There are two things to consider. One, is the metric of evaluation right? And two, even in terms of reach, is digital media going to tip over and become larger sooner rather than later?
Let’s address the second point first. It’s amazing how quickly the complexion of the media market changes. Back in the eighties, India was a print-dominated market with just two TV channels, owned and dominated by Doordarshan. The opening up of the economy in the nineties saw TV boom — and the media mix suddenly became television-dominated. Interestingly, the print media’s creative practitioners were reduced to doing “sales off” and “promotion” ads until the emergence of luxury and premium brands in the new millennium. Move to the late nineties: mobiles were a luxury owned by a niche group of people. Today, they’re a staple product, and SMSing as a reaction to programmes the norm. Digital, if defined in the broader sense, encompassing the internet and mobiles, could suddenly transform the landscape of communication just the way television did in the nineties. The threshold could be just round the corner. The mobile screen and the computer screen could become the dominant points of interaction faster than you think.

Dataset section:

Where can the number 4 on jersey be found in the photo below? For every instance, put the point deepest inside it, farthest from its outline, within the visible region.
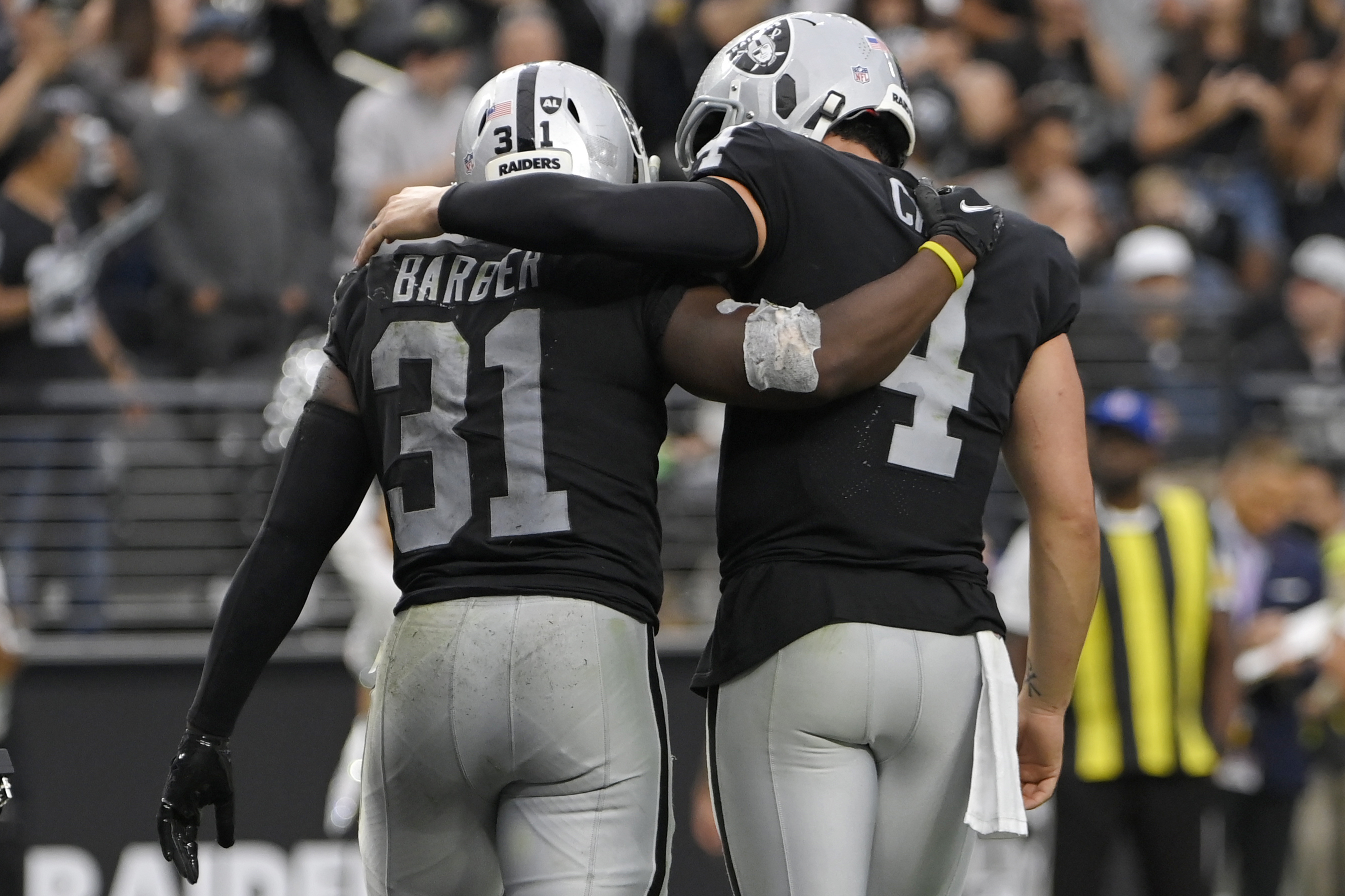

Jobs:
a - Which past periods of time does the text on India's media market name? List each one once.
b - Can you transcribe the media-market text word for word, everything from "There are two" down to "rather than later?"?

Written answers:
a -
- the eighties
- the nineties
- the late nineties
- the new millennium

b -
There are two things to consider. One, is the metric of evaluation right? And two, even in terms of reach, is digital media going to tip over and become larger sooner rather than later?